--- Start of MATERIAL FOR THE TASK ---

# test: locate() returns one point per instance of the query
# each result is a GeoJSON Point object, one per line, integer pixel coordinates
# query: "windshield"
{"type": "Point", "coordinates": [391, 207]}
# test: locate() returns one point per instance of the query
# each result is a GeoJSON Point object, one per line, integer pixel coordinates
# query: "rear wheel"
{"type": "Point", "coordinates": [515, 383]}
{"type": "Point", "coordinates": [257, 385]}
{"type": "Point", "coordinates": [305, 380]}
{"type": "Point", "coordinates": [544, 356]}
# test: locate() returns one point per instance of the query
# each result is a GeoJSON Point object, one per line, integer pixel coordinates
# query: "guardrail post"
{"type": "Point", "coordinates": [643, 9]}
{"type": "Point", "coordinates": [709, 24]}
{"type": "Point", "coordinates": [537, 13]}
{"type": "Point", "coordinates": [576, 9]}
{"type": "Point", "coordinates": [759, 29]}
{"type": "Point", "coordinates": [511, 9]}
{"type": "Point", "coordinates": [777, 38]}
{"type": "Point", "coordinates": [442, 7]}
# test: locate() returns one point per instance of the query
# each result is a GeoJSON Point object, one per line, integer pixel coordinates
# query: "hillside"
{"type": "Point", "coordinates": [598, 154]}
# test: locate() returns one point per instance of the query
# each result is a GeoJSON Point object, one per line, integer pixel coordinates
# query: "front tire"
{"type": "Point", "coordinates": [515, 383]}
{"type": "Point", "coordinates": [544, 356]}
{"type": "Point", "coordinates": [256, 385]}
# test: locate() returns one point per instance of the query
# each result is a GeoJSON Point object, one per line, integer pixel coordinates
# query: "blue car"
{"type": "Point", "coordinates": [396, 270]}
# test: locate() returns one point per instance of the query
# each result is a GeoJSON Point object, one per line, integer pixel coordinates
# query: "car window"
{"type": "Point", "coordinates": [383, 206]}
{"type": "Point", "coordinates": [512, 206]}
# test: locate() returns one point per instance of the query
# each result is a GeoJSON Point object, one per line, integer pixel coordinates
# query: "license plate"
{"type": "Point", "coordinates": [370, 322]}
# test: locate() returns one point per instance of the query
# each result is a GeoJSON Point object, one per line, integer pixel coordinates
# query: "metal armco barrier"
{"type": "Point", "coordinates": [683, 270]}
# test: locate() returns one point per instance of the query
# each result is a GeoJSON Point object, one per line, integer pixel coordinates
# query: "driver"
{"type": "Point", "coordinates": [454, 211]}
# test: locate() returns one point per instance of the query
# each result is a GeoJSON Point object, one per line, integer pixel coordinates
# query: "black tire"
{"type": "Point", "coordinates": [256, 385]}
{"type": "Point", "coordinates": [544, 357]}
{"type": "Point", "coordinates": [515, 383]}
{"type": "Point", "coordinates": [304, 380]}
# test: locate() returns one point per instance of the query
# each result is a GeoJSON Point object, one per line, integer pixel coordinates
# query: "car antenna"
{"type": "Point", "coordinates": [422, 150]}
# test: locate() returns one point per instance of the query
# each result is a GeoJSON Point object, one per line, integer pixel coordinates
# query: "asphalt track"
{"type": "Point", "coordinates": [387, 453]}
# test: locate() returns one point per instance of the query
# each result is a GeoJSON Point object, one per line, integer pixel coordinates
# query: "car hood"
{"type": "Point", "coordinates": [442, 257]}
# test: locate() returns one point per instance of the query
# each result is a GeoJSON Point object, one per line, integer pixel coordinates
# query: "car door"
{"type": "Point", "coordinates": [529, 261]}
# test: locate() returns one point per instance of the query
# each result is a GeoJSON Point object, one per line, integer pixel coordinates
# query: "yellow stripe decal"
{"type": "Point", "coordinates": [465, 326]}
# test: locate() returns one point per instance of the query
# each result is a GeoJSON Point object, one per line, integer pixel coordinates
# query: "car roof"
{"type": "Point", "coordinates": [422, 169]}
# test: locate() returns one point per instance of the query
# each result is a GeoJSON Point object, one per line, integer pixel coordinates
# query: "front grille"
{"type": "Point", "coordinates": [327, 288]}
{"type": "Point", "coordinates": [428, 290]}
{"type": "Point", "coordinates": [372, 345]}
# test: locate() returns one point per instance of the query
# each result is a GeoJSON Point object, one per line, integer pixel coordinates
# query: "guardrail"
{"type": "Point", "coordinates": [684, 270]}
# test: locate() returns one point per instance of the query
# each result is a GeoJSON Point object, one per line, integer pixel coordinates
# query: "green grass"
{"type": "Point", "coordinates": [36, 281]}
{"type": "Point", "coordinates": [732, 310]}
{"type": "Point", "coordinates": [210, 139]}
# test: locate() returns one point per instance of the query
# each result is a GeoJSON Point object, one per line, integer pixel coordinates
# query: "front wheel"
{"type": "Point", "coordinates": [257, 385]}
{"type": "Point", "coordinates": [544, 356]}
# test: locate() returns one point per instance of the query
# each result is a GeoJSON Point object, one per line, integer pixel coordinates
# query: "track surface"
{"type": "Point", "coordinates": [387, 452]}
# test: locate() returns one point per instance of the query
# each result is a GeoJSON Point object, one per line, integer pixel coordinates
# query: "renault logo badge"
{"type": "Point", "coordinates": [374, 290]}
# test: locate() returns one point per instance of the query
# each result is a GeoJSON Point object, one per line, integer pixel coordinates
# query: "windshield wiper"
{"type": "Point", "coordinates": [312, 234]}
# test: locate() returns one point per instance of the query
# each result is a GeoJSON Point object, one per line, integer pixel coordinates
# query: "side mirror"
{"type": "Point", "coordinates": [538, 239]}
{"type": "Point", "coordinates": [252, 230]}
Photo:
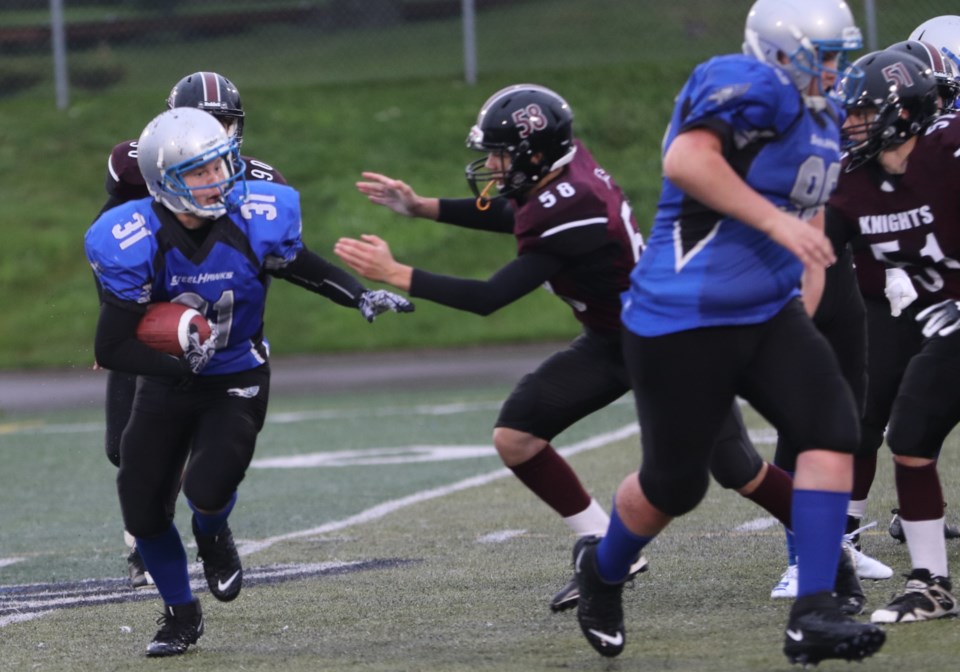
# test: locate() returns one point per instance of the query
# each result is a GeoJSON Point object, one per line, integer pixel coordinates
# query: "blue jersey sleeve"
{"type": "Point", "coordinates": [120, 246]}
{"type": "Point", "coordinates": [741, 93]}
{"type": "Point", "coordinates": [274, 223]}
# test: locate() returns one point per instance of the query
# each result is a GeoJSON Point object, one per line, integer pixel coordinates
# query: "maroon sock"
{"type": "Point", "coordinates": [775, 494]}
{"type": "Point", "coordinates": [918, 492]}
{"type": "Point", "coordinates": [864, 469]}
{"type": "Point", "coordinates": [551, 479]}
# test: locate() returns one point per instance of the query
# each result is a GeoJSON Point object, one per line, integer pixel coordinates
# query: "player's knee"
{"type": "Point", "coordinates": [515, 447]}
{"type": "Point", "coordinates": [675, 493]}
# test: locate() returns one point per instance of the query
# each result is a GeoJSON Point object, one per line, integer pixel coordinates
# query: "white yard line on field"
{"type": "Point", "coordinates": [386, 508]}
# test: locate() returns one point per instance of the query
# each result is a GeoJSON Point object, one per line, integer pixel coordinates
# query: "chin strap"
{"type": "Point", "coordinates": [483, 203]}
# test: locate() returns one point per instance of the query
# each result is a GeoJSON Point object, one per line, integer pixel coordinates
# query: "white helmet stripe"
{"type": "Point", "coordinates": [211, 87]}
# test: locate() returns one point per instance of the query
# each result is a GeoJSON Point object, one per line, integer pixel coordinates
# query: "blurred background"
{"type": "Point", "coordinates": [331, 88]}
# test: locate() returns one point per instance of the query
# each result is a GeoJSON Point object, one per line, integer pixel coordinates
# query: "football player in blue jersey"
{"type": "Point", "coordinates": [219, 96]}
{"type": "Point", "coordinates": [576, 235]}
{"type": "Point", "coordinates": [210, 240]}
{"type": "Point", "coordinates": [714, 311]}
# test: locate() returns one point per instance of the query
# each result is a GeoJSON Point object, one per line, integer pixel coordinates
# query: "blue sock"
{"type": "Point", "coordinates": [166, 560]}
{"type": "Point", "coordinates": [618, 549]}
{"type": "Point", "coordinates": [819, 519]}
{"type": "Point", "coordinates": [791, 541]}
{"type": "Point", "coordinates": [791, 546]}
{"type": "Point", "coordinates": [211, 523]}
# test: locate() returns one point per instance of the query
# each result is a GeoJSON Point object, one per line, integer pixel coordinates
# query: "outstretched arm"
{"type": "Point", "coordinates": [398, 196]}
{"type": "Point", "coordinates": [402, 199]}
{"type": "Point", "coordinates": [371, 258]}
{"type": "Point", "coordinates": [313, 272]}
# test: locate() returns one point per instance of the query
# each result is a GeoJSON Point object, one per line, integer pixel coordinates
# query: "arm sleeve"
{"type": "Point", "coordinates": [516, 279]}
{"type": "Point", "coordinates": [311, 271]}
{"type": "Point", "coordinates": [498, 218]}
{"type": "Point", "coordinates": [116, 346]}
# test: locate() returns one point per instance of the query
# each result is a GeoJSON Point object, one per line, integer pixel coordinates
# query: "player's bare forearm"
{"type": "Point", "coordinates": [371, 258]}
{"type": "Point", "coordinates": [397, 196]}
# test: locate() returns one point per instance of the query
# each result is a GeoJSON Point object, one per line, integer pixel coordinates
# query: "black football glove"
{"type": "Point", "coordinates": [198, 354]}
{"type": "Point", "coordinates": [376, 301]}
{"type": "Point", "coordinates": [940, 319]}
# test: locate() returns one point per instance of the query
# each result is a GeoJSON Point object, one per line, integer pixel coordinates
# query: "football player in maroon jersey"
{"type": "Point", "coordinates": [577, 236]}
{"type": "Point", "coordinates": [894, 204]}
{"type": "Point", "coordinates": [217, 95]}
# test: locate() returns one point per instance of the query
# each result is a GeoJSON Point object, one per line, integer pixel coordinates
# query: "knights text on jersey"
{"type": "Point", "coordinates": [583, 217]}
{"type": "Point", "coordinates": [125, 183]}
{"type": "Point", "coordinates": [908, 221]}
{"type": "Point", "coordinates": [139, 257]}
{"type": "Point", "coordinates": [701, 268]}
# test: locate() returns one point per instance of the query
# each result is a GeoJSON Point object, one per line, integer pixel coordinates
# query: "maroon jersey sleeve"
{"type": "Point", "coordinates": [909, 221]}
{"type": "Point", "coordinates": [124, 181]}
{"type": "Point", "coordinates": [255, 169]}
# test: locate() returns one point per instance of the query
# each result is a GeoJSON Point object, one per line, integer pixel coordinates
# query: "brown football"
{"type": "Point", "coordinates": [166, 326]}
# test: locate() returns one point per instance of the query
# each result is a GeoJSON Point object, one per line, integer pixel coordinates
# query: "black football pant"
{"type": "Point", "coordinates": [205, 432]}
{"type": "Point", "coordinates": [686, 382]}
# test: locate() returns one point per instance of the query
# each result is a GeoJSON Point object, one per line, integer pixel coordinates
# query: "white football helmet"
{"type": "Point", "coordinates": [943, 32]}
{"type": "Point", "coordinates": [802, 31]}
{"type": "Point", "coordinates": [183, 139]}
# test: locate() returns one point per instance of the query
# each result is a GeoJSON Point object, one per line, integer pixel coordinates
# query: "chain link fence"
{"type": "Point", "coordinates": [148, 44]}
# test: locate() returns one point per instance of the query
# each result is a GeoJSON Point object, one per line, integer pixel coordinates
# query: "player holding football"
{"type": "Point", "coordinates": [751, 155]}
{"type": "Point", "coordinates": [217, 95]}
{"type": "Point", "coordinates": [895, 205]}
{"type": "Point", "coordinates": [576, 234]}
{"type": "Point", "coordinates": [210, 240]}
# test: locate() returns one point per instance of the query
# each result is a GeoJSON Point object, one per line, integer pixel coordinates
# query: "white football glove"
{"type": "Point", "coordinates": [376, 301]}
{"type": "Point", "coordinates": [940, 319]}
{"type": "Point", "coordinates": [899, 290]}
{"type": "Point", "coordinates": [198, 354]}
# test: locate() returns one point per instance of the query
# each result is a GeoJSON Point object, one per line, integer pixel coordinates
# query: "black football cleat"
{"type": "Point", "coordinates": [566, 597]}
{"type": "Point", "coordinates": [221, 562]}
{"type": "Point", "coordinates": [600, 605]}
{"type": "Point", "coordinates": [925, 598]}
{"type": "Point", "coordinates": [819, 630]}
{"type": "Point", "coordinates": [180, 626]}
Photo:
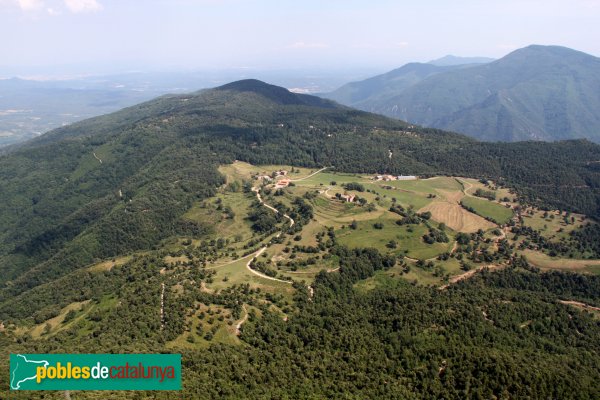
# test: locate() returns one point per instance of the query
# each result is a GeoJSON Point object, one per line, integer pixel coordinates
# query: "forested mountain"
{"type": "Point", "coordinates": [111, 192]}
{"type": "Point", "coordinates": [361, 94]}
{"type": "Point", "coordinates": [121, 182]}
{"type": "Point", "coordinates": [535, 93]}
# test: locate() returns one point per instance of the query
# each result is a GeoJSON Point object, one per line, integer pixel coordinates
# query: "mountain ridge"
{"type": "Point", "coordinates": [534, 93]}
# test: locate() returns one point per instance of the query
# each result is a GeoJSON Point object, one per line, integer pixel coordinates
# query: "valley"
{"type": "Point", "coordinates": [203, 225]}
{"type": "Point", "coordinates": [271, 264]}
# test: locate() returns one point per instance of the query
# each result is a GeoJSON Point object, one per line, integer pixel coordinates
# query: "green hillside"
{"type": "Point", "coordinates": [144, 231]}
{"type": "Point", "coordinates": [535, 93]}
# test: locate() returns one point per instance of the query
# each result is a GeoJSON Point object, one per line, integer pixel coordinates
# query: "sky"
{"type": "Point", "coordinates": [120, 35]}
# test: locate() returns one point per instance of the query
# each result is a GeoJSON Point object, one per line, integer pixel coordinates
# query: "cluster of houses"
{"type": "Point", "coordinates": [276, 177]}
{"type": "Point", "coordinates": [349, 198]}
{"type": "Point", "coordinates": [388, 178]}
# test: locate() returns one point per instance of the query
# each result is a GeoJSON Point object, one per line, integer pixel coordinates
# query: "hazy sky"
{"type": "Point", "coordinates": [158, 34]}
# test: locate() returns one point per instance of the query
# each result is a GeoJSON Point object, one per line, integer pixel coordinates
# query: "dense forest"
{"type": "Point", "coordinates": [499, 335]}
{"type": "Point", "coordinates": [121, 183]}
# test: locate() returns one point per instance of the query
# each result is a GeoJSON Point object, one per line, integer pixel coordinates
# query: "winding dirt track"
{"type": "Point", "coordinates": [262, 250]}
{"type": "Point", "coordinates": [239, 324]}
{"type": "Point", "coordinates": [309, 176]}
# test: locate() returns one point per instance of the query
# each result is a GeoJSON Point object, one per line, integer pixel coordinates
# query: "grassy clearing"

--- End of MATERIAL FOR THE TASK ---

> **AIM**
Gather every line of the data above that contains the string "white", matching case exactly.

> **RESPONSE BELOW**
# query: "white yard line on field"
# query: "white helmet stripe"
# query: "white football helmet"
# query: "white football glove"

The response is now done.